* 課題のねらい
ランボーの「永遠」をめぐる文章のうち、「内容はほとんど理解できなかっ」から「また見つかった! 何が?」までをすべて書き写し、その中の「レンタルビデオ店」を「ビデオショップ」に差し替えてください。

------ 本文

アルチュール・ランボーの「永遠」
2021.05.09
字幕
初めて観たときのことを思い出す。私は17歳だった。
太陽の光に照らされた水平線、ジャン=ポール・ベルモンドとアンナ・カリーナの囁き声、アルチュール・ランボーの詩――。『気狂いピエロ』のラストカットである。
Elle est retrouvée.
Quoi ? L'éternité.
C'est la mer allée
Avec le soleil.
みつかった
何が?
永遠が
海が
太陽にとけこむ
(柴田駿訳)
内容はほとんど理解できなかったが、最後にこの詩が読まれたとき、美しい映画だと感じた。それ以来、ランボーの詩を読むようになった。
ジャン=リュック・ゴダール監督が引用したのは、1872年5月に書かれた詩、「永遠」の一部である。執筆当時、ランボーは17歳だった。この詩はもともと『忍耐の祭り』の一編であったが、1873年に手を加えられ、『地獄の季節』の「錯乱II (言葉の錬金術)」の中に入れられた。
『気狂いピエロ』の字幕は数バージョンある。私がレンタルビデオ店で借りたのはパック・イン・ビデオのVHS版だったが、版権が変わったため、今は入手するのが難しい。その後、リリースされたDVDでは誤訳のような字幕になっていたが、現在では改められ、寺尾次郎が訳したものがDVD化されている。
また見つかった! 何が?
永遠が
太陽と共に去った 海が
(寺尾次郎訳)
「また見つかった」と訳したのは、〈retrouver〉の接頭詞〈re-〉を踏まえているからなのだろう。単に「見つかった」とする方が自然だが、『気狂いピエロ』に限って言えば、美しい水平線のカットが何度も出てくるので、「また」を付けても違和感はない。

------------
------ 提供資料

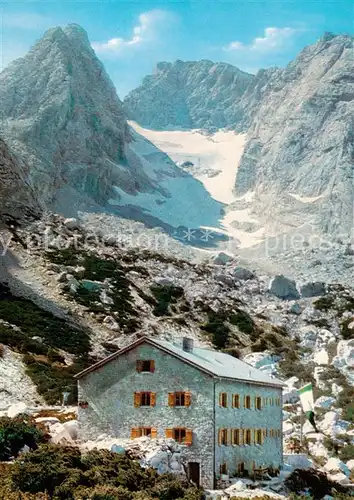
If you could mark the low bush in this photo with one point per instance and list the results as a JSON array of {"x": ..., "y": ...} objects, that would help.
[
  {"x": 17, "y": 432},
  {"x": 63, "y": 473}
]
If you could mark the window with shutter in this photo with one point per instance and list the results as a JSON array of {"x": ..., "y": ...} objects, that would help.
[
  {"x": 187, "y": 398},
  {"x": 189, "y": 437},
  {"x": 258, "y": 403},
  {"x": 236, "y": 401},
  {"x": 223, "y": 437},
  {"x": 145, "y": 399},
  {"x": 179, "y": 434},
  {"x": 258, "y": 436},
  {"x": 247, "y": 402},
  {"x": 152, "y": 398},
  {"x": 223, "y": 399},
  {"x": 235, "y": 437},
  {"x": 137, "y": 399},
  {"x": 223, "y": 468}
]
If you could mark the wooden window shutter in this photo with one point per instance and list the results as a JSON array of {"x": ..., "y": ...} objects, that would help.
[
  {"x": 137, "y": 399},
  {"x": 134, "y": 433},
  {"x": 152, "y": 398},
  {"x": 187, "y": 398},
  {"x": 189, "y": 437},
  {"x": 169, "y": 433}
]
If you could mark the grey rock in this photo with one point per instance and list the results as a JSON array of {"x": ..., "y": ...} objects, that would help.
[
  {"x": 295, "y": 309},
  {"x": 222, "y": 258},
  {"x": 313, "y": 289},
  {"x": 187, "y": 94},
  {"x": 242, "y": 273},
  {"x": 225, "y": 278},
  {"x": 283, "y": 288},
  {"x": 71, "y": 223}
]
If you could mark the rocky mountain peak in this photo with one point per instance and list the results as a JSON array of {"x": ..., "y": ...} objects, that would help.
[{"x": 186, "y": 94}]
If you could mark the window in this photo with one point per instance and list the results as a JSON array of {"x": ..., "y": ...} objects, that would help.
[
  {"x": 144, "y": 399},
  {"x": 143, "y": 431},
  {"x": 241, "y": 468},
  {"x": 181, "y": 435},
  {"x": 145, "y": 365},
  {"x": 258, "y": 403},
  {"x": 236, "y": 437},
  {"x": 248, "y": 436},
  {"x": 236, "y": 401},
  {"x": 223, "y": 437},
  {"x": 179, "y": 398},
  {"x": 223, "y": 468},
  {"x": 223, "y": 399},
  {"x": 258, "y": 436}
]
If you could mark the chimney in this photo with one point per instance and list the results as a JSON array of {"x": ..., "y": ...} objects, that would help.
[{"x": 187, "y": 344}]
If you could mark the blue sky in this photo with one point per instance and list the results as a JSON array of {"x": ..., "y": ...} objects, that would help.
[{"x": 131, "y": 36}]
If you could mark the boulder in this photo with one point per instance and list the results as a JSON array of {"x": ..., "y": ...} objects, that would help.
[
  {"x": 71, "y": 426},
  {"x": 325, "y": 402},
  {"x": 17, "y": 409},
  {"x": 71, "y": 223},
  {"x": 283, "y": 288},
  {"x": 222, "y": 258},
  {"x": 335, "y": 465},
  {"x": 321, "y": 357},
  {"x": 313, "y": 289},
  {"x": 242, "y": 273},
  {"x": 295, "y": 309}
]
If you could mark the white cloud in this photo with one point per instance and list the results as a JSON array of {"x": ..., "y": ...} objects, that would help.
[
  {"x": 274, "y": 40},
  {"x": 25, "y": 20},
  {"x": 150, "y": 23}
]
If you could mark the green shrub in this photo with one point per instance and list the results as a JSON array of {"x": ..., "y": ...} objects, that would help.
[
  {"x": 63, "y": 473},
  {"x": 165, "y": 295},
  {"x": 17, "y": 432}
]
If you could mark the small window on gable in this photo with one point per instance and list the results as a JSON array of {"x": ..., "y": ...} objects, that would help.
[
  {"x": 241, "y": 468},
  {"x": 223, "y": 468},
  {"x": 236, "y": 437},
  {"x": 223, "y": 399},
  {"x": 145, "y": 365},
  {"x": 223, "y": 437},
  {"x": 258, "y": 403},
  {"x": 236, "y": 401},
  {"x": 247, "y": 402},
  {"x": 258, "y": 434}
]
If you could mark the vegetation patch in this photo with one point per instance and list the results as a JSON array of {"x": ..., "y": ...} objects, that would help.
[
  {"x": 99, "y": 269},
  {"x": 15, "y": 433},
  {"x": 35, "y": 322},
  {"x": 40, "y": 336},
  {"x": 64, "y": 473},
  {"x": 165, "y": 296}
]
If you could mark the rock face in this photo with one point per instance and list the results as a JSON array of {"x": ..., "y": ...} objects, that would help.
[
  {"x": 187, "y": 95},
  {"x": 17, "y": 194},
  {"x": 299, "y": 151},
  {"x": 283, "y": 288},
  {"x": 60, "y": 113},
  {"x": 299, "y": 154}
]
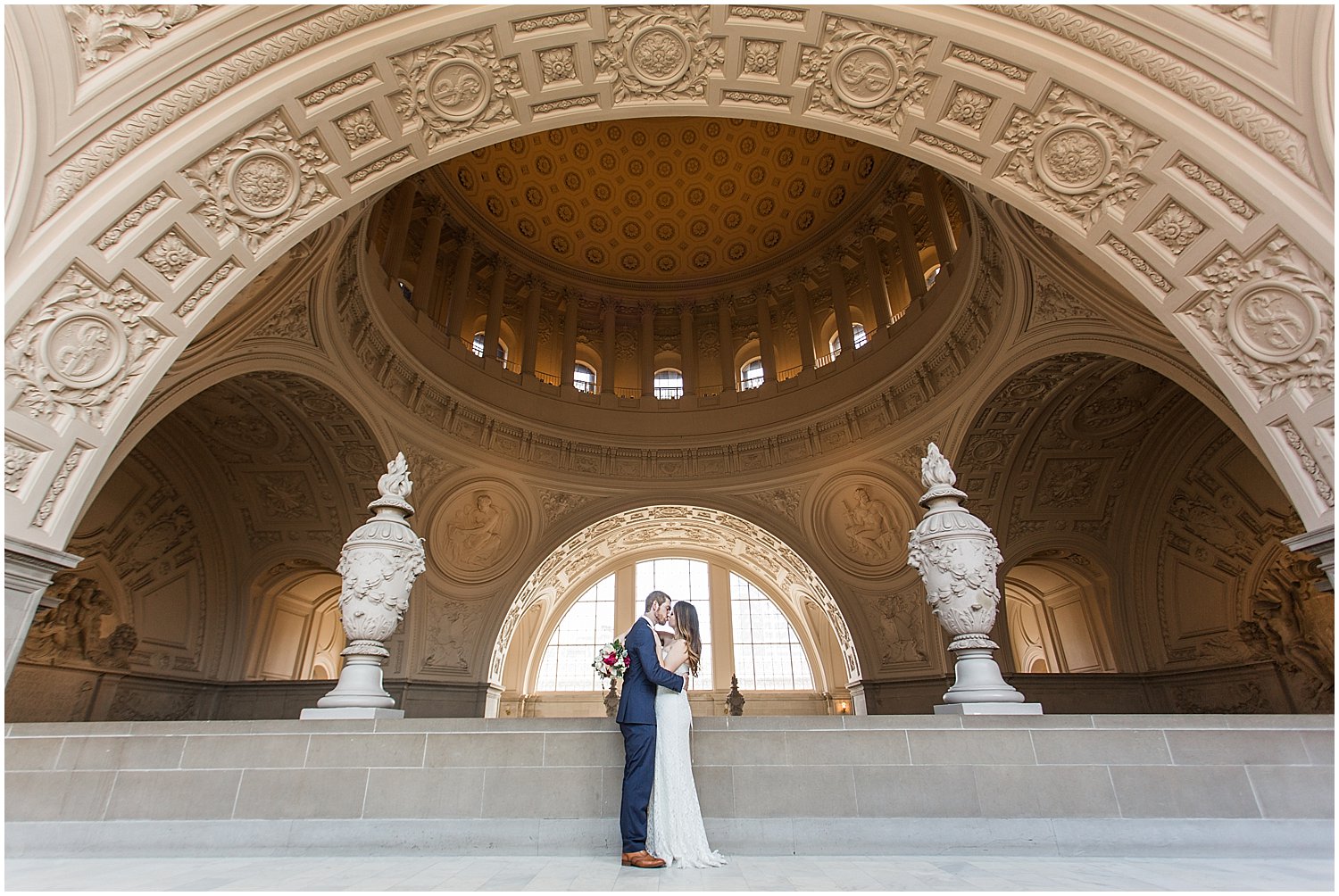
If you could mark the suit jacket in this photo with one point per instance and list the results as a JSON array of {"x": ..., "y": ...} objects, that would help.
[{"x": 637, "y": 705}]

------------

* 解答
内容はほとんど理解できなかったが、最後にこの詩が読まれたとき、美しい映画だと感じた。それ以来、ランボーの詩を読むようになった。
ジャン=リュック・ゴダール監督が引用したのは、1872年5月に書かれた詩、「永遠」の一部である。執筆当時、ランボーは17歳だった。この詩はもともと『忍耐の祭り』の一編であったが、1873年に手を加えられ、『地獄の季節』の「錯乱II (言葉の錬金術)」の中に入れられた。
『気狂いピエロ』の字幕は数バージョンある。私がビデオショップで借りたのはパック・イン・ビデオのVHS版だったが、版権が変わったため、今は入手するのが難しい。その後、リリースされたDVDでは誤訳のような字幕になっていたが、現在では改められ、寺尾次郎が訳したものがDVD化されている。
また見つかった! 何が?